• Your assignment: Using the entries that follow, report how many lines contain the word "below". Only the number is wanted.

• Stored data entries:

▬▬▬▬▬▬

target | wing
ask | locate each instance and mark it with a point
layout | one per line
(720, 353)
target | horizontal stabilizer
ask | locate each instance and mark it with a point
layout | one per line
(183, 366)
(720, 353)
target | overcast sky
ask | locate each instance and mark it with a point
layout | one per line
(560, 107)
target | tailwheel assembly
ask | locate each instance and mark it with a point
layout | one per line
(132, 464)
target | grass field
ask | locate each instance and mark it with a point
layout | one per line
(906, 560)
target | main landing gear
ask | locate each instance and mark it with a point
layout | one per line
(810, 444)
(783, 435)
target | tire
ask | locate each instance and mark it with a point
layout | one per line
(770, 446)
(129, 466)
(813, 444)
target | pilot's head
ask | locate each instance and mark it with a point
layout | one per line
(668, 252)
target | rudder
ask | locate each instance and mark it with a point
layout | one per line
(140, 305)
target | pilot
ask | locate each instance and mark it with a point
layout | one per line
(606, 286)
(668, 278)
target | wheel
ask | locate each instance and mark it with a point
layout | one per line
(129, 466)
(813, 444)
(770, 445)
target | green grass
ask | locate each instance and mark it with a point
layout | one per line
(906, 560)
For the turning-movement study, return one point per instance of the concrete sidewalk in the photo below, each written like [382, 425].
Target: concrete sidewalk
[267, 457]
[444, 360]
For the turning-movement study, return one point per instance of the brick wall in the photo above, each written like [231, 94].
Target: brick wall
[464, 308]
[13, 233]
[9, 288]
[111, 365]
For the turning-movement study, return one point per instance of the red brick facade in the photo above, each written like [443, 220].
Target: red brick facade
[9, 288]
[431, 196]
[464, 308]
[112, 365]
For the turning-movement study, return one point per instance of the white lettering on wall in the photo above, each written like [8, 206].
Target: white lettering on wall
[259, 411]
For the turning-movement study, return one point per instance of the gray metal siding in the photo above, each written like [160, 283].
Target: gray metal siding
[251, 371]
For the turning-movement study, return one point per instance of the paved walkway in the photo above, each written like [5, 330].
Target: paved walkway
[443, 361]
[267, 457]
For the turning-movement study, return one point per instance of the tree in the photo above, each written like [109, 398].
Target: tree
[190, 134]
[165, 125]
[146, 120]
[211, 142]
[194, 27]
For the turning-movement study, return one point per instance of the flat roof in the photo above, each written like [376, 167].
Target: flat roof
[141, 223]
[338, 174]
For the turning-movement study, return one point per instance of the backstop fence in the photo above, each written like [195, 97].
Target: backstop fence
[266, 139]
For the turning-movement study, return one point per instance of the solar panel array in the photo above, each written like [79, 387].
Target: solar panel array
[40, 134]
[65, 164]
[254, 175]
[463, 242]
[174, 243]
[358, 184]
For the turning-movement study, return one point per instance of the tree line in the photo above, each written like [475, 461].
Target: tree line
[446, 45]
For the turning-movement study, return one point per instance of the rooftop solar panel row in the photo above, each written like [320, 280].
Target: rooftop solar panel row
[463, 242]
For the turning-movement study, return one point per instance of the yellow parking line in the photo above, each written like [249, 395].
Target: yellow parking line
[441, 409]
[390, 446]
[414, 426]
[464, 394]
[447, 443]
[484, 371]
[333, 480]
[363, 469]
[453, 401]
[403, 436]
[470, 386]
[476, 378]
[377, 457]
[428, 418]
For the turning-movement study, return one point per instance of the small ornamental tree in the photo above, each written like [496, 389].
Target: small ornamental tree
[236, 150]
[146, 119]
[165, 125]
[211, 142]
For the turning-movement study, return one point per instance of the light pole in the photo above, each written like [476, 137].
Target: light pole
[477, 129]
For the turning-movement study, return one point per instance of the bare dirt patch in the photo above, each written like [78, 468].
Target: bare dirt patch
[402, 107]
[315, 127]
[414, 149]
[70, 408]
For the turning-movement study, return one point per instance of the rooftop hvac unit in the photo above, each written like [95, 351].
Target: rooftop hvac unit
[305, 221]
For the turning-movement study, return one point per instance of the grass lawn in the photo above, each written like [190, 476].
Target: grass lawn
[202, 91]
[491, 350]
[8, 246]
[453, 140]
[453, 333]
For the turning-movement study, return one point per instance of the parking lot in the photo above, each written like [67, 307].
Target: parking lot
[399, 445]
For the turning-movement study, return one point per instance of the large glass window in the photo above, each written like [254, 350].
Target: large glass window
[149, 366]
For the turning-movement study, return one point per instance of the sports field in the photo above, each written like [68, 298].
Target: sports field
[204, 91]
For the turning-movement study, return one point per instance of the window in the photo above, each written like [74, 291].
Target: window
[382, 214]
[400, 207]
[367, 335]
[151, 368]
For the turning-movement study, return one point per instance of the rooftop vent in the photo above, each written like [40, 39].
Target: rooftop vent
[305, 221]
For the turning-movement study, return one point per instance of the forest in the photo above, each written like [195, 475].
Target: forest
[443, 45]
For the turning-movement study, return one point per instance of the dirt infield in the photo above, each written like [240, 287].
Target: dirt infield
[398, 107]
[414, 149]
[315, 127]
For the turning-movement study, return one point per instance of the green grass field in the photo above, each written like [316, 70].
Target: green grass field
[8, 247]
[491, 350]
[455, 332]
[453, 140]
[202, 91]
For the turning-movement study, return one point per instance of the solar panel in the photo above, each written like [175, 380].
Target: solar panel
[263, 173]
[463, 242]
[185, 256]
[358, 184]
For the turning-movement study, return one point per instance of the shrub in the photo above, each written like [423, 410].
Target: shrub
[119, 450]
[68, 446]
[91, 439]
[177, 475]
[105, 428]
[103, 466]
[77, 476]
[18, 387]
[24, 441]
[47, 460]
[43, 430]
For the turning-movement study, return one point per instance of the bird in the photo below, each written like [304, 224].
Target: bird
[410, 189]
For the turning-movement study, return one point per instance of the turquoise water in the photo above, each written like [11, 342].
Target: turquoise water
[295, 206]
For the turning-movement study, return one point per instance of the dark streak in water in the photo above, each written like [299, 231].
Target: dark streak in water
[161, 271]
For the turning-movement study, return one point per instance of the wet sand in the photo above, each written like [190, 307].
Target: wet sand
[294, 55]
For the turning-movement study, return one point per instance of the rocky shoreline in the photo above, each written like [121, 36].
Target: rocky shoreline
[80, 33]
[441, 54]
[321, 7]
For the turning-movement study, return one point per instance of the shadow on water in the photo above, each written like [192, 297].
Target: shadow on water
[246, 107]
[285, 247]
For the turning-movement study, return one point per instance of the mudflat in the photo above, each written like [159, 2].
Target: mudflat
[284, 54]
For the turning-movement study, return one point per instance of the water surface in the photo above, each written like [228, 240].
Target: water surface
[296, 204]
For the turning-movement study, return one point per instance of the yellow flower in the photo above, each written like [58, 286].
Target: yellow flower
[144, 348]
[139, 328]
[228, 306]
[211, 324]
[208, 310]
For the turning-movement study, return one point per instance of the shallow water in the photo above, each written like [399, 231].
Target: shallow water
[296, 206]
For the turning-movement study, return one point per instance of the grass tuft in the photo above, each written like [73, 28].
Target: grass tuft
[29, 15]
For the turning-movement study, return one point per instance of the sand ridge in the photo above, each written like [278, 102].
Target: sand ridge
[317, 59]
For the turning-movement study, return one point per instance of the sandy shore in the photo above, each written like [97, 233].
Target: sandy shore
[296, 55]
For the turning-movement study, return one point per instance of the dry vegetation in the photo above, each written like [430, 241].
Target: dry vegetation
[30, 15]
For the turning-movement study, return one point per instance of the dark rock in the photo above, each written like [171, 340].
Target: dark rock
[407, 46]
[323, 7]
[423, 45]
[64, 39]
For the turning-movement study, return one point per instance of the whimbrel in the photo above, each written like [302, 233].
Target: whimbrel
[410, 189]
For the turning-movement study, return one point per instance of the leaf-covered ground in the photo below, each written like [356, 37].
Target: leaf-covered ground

▬▬▬▬▬▬

• Answer space: 3